Data under study Block Start
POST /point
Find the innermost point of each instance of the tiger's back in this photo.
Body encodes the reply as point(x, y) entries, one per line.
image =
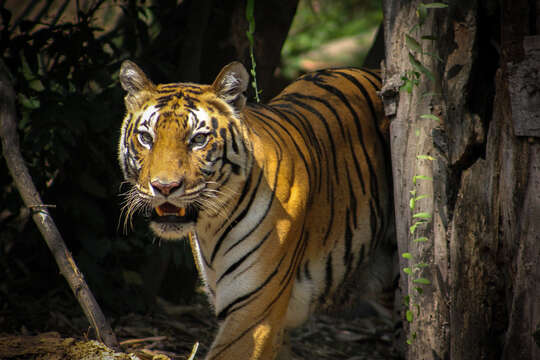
point(282, 202)
point(332, 124)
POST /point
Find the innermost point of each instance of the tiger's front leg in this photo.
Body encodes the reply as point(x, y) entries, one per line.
point(254, 331)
Data under study Block End
## Exercise instructions
All lines from the one containing "Find the innermost point of each instance of the tiger's back" through the final line of the entries above must be restated word for word, pictures excluded.

## Answer box
Find the innermost point of each instance of the tiger's back in this photo.
Body encodes the reply as point(x, y) entries, one per line.
image =
point(282, 202)
point(332, 124)
POST /point
Find the innermost point of each instance of the tiger's front leg in this photo.
Body encodes the reply as point(x, y) entries, one per line.
point(254, 331)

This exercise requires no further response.